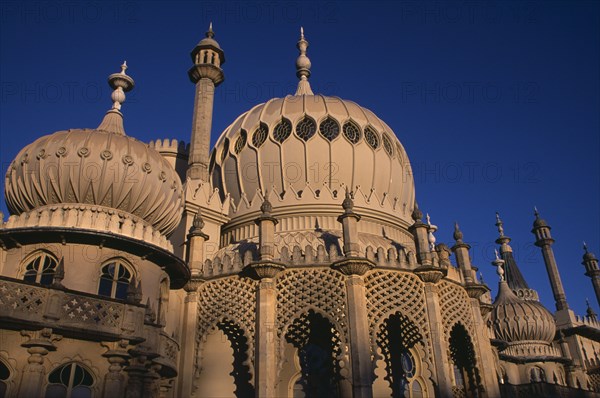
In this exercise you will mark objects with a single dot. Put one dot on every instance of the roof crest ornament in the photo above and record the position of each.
(121, 83)
(303, 67)
(499, 224)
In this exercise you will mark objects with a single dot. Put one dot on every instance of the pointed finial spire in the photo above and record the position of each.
(431, 238)
(457, 233)
(348, 203)
(303, 67)
(197, 222)
(121, 83)
(266, 208)
(417, 214)
(591, 314)
(498, 263)
(587, 255)
(499, 224)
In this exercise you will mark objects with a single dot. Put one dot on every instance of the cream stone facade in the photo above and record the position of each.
(291, 260)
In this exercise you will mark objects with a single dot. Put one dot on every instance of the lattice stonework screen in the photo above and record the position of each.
(320, 289)
(455, 307)
(390, 292)
(232, 299)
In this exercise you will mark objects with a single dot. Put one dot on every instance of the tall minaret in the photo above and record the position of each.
(543, 239)
(206, 74)
(591, 269)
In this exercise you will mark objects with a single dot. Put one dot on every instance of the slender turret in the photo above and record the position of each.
(206, 74)
(544, 240)
(591, 269)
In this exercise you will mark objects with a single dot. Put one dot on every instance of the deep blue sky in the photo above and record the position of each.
(497, 103)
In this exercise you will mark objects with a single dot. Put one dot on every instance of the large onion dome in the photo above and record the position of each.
(515, 320)
(307, 144)
(100, 168)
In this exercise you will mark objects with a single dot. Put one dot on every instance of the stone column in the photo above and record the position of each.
(591, 269)
(34, 374)
(114, 380)
(354, 267)
(265, 270)
(431, 276)
(358, 324)
(463, 260)
(136, 372)
(544, 240)
(195, 245)
(265, 355)
(481, 342)
(206, 74)
(187, 358)
(420, 232)
(151, 381)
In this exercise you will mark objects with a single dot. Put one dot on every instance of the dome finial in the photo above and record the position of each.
(499, 263)
(457, 233)
(499, 224)
(303, 67)
(120, 83)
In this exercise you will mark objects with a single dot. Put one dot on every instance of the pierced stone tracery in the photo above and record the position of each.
(319, 347)
(329, 128)
(282, 131)
(230, 305)
(260, 135)
(306, 128)
(371, 137)
(352, 132)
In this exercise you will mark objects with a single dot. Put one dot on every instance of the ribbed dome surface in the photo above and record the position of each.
(287, 143)
(95, 167)
(515, 320)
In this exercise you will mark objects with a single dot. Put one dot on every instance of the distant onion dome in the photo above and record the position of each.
(515, 320)
(100, 167)
(285, 144)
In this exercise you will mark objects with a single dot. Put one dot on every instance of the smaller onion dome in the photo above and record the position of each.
(539, 221)
(515, 320)
(588, 256)
(98, 168)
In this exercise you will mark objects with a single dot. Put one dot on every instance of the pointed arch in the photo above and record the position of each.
(318, 348)
(39, 267)
(115, 275)
(462, 354)
(72, 379)
(401, 371)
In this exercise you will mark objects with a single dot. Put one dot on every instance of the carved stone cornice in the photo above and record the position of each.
(265, 269)
(476, 290)
(193, 284)
(353, 266)
(430, 274)
(485, 308)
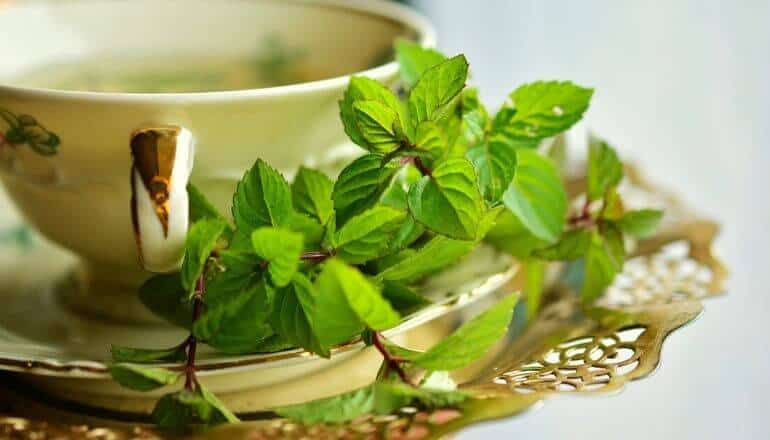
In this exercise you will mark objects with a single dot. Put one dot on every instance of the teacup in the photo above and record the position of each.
(81, 81)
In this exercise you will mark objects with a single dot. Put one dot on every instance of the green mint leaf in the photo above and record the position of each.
(543, 109)
(613, 208)
(511, 236)
(495, 162)
(176, 411)
(311, 192)
(364, 89)
(430, 137)
(604, 168)
(200, 207)
(238, 324)
(390, 397)
(600, 268)
(409, 232)
(571, 246)
(367, 235)
(281, 249)
(640, 224)
(438, 381)
(141, 378)
(471, 341)
(309, 227)
(347, 303)
(414, 60)
(378, 125)
(615, 241)
(436, 90)
(219, 413)
(336, 409)
(360, 185)
(474, 117)
(533, 286)
(147, 355)
(405, 300)
(435, 255)
(262, 198)
(537, 196)
(449, 201)
(165, 296)
(292, 313)
(202, 238)
(239, 271)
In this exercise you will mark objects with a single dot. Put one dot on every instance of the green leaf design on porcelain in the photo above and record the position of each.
(26, 130)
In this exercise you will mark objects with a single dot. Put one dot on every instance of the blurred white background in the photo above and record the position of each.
(682, 88)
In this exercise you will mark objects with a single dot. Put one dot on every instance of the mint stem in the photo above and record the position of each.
(191, 381)
(391, 362)
(418, 163)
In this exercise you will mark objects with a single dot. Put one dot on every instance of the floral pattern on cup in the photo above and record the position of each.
(26, 130)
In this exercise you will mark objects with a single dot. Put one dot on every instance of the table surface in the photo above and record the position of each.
(681, 88)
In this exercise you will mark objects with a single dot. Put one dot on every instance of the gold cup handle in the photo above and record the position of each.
(162, 160)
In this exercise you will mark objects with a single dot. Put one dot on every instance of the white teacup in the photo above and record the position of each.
(78, 78)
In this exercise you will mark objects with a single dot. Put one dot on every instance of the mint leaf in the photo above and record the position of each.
(347, 303)
(363, 89)
(360, 185)
(430, 137)
(238, 324)
(141, 378)
(543, 109)
(604, 168)
(435, 255)
(311, 193)
(495, 162)
(471, 341)
(537, 196)
(409, 232)
(200, 207)
(367, 235)
(511, 236)
(239, 271)
(390, 397)
(336, 409)
(571, 246)
(309, 227)
(182, 409)
(219, 412)
(474, 117)
(202, 238)
(402, 298)
(414, 60)
(377, 123)
(533, 286)
(641, 223)
(600, 268)
(448, 201)
(281, 250)
(292, 313)
(262, 198)
(165, 296)
(380, 398)
(436, 89)
(147, 355)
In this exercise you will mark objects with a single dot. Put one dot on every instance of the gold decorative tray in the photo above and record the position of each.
(566, 349)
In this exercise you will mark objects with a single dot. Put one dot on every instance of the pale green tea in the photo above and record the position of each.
(158, 74)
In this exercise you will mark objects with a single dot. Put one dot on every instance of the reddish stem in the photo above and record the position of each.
(391, 362)
(191, 381)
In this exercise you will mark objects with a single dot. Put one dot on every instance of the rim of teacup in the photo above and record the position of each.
(383, 9)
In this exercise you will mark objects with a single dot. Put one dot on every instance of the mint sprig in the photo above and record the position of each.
(319, 261)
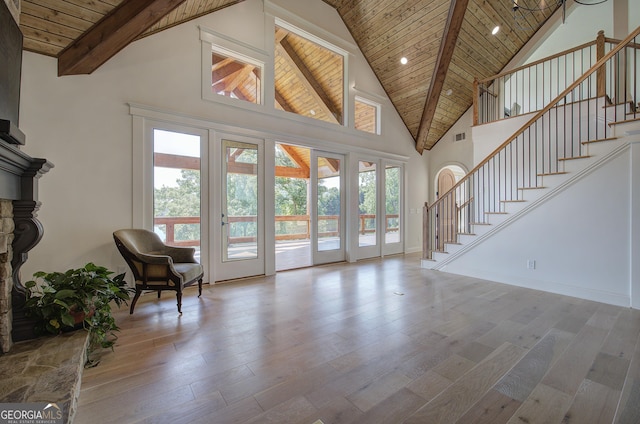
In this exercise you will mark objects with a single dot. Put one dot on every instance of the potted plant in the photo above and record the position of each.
(77, 298)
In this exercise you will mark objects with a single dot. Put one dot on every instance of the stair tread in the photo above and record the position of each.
(624, 122)
(600, 140)
(575, 157)
(552, 173)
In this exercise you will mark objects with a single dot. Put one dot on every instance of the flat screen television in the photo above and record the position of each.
(10, 66)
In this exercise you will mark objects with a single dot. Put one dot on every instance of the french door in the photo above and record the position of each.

★ ★ ★ ★ ★

## Problem statement
Give back the entries verbatim but drop every picture.

## Written solution
In this exercise you will mark objects with a single dot. Put one dot on every instance of the roof crest ornament in the photo above and record the position of each.
(121, 83)
(303, 67)
(499, 224)
In this exercise you will mark objects with a single dot. Put one dot on every instance of the pointed finial spire in the photo above and record the position of each.
(431, 238)
(457, 233)
(348, 203)
(303, 67)
(197, 222)
(121, 83)
(266, 208)
(417, 214)
(591, 314)
(498, 263)
(587, 255)
(499, 224)
In this exercise you will mark objects with a single dot. Put one dot on every instance of the cream stone facade in the photo above and record the position of each.
(291, 260)
In this exercise you will mark objects with a single dot. Put one dot on every instance of the lattice stonework screen in the photo above and record the position of each.
(320, 289)
(455, 307)
(390, 292)
(232, 299)
In this exercise you will mark objects with a single dot. Put one dot on every instance of the tall minaret in the photo above and record the position of each.
(543, 239)
(206, 74)
(591, 269)
In this exercise you will mark objects with a single dot. Put one dot on every instance of the slender turret in the photo above and record the position of each.
(206, 74)
(544, 240)
(591, 269)
In this exercise you will mark objects with a single dot. Put one dot on every instance of the deep blue sky in the photo above and record the position of each.
(497, 103)
In this exercise you will mark objects with a single dot. Put one dot on every instance of the large onion dome in the photo above and record the position of each.
(515, 320)
(307, 144)
(100, 168)
In this exercise you will mark objects with a single dot. Put one dot on every instance of the stone column in the photo above and record the position of each.
(591, 269)
(34, 374)
(114, 380)
(354, 267)
(265, 270)
(431, 276)
(358, 324)
(463, 260)
(136, 372)
(544, 240)
(195, 245)
(265, 355)
(481, 342)
(206, 74)
(187, 358)
(420, 232)
(151, 381)
In this exercise you will mark objects with a single dot. Put one dot on every instance of the dome finial in the photo above and record the position of each.
(499, 263)
(457, 233)
(499, 224)
(303, 67)
(120, 83)
In this exercise you will mark objects with a single dot. Put one dot on every instance of the pierced stone tracery in the photo above and record the position of each.
(319, 347)
(329, 128)
(282, 131)
(230, 305)
(260, 135)
(306, 128)
(371, 137)
(352, 132)
In this exercise you will mark objects with a single dot. Put one dot on every instance of the ribbed dome surface in the photo above and record the position of each.
(287, 143)
(95, 167)
(515, 320)
In this exercise you will mark objects with a single dot. Put one dot on every instance of the distant onion dome in the photo above and record the position of each.
(515, 320)
(100, 167)
(285, 144)
In this exercise you will mark objects with a single dot. Put one dot on every instance of the smaller onion dome in the photo above and record the position of each.
(539, 221)
(515, 320)
(588, 256)
(98, 168)
In this exercise you will mark objects with a single dot. Put one dot on every instance of the pointed arch in the photo above and record the position of each.
(318, 348)
(39, 267)
(115, 275)
(462, 354)
(72, 379)
(401, 371)
In this exercise you will mark objects with a single dot. Put one dot on every instance of the carved stone cornice in the photo above and record the position of each.
(265, 269)
(476, 290)
(193, 284)
(353, 266)
(430, 274)
(485, 308)
In this exercise you will mark objects with a single dot. Put one dot on every instance of the teacup in the photo above and record the position of each.
(81, 81)
In this exercise you will mark objects with a single dot. Put one dot on every instance of the green mint leaf in the photo above and record the position of each.
(543, 109)
(613, 208)
(511, 236)
(495, 162)
(176, 411)
(311, 192)
(364, 89)
(430, 137)
(604, 168)
(200, 207)
(238, 324)
(390, 397)
(600, 268)
(409, 232)
(571, 246)
(367, 235)
(281, 249)
(640, 224)
(438, 381)
(141, 378)
(471, 341)
(309, 227)
(347, 303)
(414, 60)
(378, 125)
(615, 241)
(436, 90)
(219, 413)
(336, 409)
(360, 185)
(474, 117)
(533, 286)
(147, 355)
(405, 300)
(435, 255)
(262, 198)
(537, 196)
(449, 201)
(165, 296)
(292, 313)
(202, 238)
(239, 271)
In this exercise you will mark objects with a single dot. Put one dot on every instance of the green leaf design on porcelain in the photo above and record the position of each.
(26, 130)
In this exercise you will mark objects with a single dot. Put one dot on every instance of the blurred white background in the photo above and record the position of each.
(682, 88)
In this exercise you will mark objects with a single dot. Put one dot on every instance of the mint stem in the photo above and record the position of each.
(191, 381)
(391, 362)
(418, 163)
In this exercise you will mark objects with a single dot. Put one dot on every instance of the floral pattern on cup in the photo above and record the position of each.
(26, 130)
In this exercise you will mark objects with a single dot. Put one dot on every instance of the table surface in the photo above and record the position of each.
(681, 88)
In this exercise you will mark objects with a single dot. Put one dot on every instance of the gold cup handle in the photo above and record the position of each.
(162, 160)
In this exercise you will mark objects with a single dot. Put one dot on every instance of the white teacup in the photo above and record the position of each.
(78, 78)
In this exercise you will mark objects with a single dot. Put one dot on every instance of the mint leaf in the photo above and record the position of each.
(347, 303)
(363, 89)
(360, 185)
(430, 137)
(238, 324)
(141, 378)
(543, 109)
(604, 168)
(435, 255)
(311, 193)
(495, 162)
(471, 341)
(537, 196)
(409, 232)
(200, 207)
(367, 235)
(511, 236)
(239, 271)
(390, 397)
(336, 409)
(571, 246)
(309, 227)
(182, 409)
(219, 412)
(474, 117)
(202, 238)
(402, 298)
(414, 60)
(377, 123)
(533, 286)
(641, 223)
(600, 268)
(448, 201)
(281, 250)
(292, 313)
(262, 198)
(165, 296)
(380, 398)
(436, 89)
(147, 355)
In this exercise you will mark objects with a single dot. Put one dot on every instance of the gold decorative tray in the photo above and record the position of each.
(566, 349)
In this exercise you will mark objects with a single dot. Put one dot on every instance of the pale green tea in the photo above and record the position of each.
(158, 74)
In this exercise you will mark objects with a single dot. Put one dot on every instance of the reddish stem in the photo above and record the position of each.
(391, 362)
(191, 381)
In this exercise you will mark objects with a single dot. Put one dot on every instance of the rim of teacup in the photo above and record the position of each.
(383, 9)
In this exercise you will mark objects with a single dot. Put one dot on every instance of the mint sprig in the photo above and record the position of each.
(319, 261)
In this exercise you will mark objects with a single dot. Put one dot on every instance of the potted plant in the photo above and record the position of each.
(77, 298)
In this exercise you will mark objects with a single dot. Put one dot on every instance of the stair tread in the photo above and record the position of each.
(624, 122)
(600, 140)
(575, 157)
(552, 173)
In this exercise you will mark objects with a single dot. Put one dot on every instance of the flat screen television in the photo above and record the position of each.
(10, 66)
In this exercise you will mark objects with a single dot. Put one dot on every instance of the french door in the photo above and record the position of each.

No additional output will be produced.